What needs to be done =>
Every line of the data that includes "below" should be copied out.
***** Data shown *****
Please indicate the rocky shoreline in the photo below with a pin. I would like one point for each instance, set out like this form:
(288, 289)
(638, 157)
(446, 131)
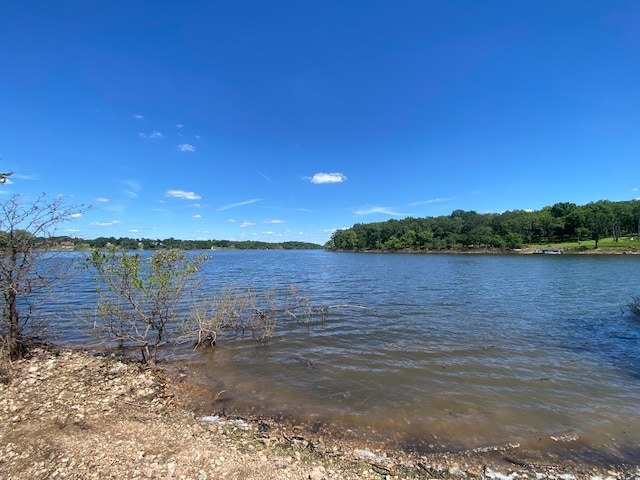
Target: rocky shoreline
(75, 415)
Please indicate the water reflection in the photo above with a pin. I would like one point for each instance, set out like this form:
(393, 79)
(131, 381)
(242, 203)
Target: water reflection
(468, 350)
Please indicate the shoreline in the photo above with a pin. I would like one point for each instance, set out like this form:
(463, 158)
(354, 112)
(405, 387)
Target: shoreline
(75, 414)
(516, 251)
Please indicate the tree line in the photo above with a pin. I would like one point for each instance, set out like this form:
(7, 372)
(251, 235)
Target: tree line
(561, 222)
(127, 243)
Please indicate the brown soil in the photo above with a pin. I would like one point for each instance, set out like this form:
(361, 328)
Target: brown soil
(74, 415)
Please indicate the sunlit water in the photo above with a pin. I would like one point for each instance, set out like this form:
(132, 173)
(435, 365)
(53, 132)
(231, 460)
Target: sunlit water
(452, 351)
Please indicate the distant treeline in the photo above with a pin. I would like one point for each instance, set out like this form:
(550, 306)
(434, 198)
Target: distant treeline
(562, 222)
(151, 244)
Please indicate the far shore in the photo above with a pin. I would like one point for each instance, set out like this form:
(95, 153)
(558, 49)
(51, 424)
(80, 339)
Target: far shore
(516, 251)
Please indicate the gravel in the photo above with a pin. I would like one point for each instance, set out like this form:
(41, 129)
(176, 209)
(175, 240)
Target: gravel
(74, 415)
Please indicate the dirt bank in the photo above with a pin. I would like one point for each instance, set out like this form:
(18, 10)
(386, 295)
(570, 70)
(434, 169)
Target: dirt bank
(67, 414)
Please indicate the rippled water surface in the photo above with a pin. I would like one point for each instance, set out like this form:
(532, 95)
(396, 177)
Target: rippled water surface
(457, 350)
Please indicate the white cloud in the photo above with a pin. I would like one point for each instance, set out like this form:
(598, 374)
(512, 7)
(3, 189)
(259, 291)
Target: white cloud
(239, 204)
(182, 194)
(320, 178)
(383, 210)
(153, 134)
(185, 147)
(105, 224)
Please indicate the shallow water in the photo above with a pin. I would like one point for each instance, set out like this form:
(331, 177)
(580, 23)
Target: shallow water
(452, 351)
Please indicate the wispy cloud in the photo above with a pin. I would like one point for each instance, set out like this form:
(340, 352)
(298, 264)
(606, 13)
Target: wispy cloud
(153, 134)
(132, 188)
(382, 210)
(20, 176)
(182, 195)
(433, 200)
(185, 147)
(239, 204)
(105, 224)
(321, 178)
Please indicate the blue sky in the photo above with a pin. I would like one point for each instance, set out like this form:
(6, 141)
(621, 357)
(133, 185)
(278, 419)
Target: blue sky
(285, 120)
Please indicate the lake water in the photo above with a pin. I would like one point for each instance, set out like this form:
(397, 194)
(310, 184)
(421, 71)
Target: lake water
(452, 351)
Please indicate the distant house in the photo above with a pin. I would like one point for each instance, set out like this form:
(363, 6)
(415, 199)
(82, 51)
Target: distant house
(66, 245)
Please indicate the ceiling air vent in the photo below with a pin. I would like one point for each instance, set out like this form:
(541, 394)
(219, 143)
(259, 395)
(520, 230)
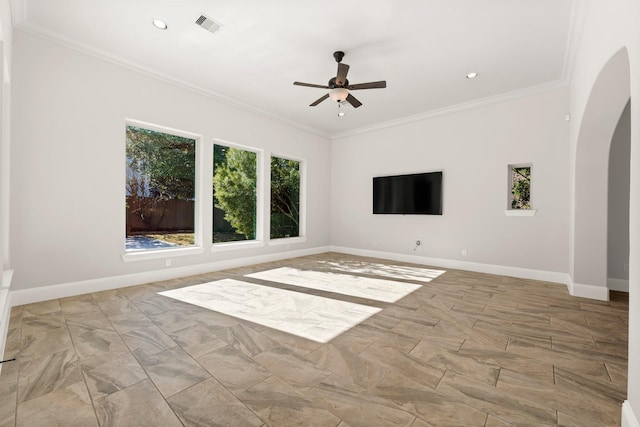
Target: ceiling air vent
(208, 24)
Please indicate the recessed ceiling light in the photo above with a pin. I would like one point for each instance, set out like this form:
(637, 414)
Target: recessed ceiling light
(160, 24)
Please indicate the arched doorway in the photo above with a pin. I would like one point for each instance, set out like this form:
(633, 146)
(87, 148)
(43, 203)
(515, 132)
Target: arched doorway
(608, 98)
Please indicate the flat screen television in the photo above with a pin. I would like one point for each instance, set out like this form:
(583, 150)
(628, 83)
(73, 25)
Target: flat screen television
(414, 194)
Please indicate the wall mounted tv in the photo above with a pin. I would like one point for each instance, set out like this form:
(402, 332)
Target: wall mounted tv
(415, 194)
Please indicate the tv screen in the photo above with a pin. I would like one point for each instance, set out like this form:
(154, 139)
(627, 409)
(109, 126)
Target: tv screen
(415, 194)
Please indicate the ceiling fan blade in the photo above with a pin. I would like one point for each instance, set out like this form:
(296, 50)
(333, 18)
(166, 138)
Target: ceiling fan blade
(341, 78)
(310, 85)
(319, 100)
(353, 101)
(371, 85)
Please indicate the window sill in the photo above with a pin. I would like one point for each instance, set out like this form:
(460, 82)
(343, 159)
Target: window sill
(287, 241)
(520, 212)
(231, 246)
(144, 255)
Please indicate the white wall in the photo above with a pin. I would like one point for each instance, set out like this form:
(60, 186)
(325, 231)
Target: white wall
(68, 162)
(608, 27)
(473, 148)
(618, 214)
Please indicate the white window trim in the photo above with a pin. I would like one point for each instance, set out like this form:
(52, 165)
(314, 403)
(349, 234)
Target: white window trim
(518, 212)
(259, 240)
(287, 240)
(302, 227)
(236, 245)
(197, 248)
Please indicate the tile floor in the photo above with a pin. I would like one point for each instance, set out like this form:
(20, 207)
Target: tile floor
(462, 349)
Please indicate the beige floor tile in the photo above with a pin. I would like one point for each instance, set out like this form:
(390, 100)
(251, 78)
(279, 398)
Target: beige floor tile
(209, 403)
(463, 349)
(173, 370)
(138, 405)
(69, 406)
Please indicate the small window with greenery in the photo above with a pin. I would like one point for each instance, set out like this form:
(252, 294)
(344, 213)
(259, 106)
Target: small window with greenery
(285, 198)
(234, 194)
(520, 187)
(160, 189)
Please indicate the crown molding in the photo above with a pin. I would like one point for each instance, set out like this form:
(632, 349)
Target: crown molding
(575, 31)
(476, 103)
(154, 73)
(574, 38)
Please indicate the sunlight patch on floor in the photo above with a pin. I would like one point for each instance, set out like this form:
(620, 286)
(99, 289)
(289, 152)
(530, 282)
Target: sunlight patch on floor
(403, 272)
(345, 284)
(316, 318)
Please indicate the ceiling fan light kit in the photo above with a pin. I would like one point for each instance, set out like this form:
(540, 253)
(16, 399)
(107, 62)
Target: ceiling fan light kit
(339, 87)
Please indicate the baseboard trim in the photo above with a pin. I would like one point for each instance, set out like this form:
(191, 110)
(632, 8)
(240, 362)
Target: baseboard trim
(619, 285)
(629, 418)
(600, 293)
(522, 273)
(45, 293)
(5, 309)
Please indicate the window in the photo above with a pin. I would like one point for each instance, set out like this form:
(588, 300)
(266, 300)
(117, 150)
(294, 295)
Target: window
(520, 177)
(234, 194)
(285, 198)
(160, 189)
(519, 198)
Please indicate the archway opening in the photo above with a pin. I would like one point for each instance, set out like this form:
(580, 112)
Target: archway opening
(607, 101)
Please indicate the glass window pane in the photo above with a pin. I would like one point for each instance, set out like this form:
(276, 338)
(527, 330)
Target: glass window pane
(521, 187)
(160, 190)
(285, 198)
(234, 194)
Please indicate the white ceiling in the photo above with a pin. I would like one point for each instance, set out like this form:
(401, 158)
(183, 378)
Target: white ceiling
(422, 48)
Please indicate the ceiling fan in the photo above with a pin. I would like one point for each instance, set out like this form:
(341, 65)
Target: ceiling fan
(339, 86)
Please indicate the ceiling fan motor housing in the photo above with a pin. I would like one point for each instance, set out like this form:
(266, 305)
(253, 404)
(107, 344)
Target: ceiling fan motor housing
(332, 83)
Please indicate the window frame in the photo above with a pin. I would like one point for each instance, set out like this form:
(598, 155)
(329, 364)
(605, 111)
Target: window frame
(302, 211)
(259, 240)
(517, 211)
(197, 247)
*****
The completed task =>
Please indicate the rocky shoreline in the photo below with a pin. I would like one point for each instance, set out like this form:
Please indicate the ceiling air vent in the photo below with a pin. I would like one point for each instance, set out like this form:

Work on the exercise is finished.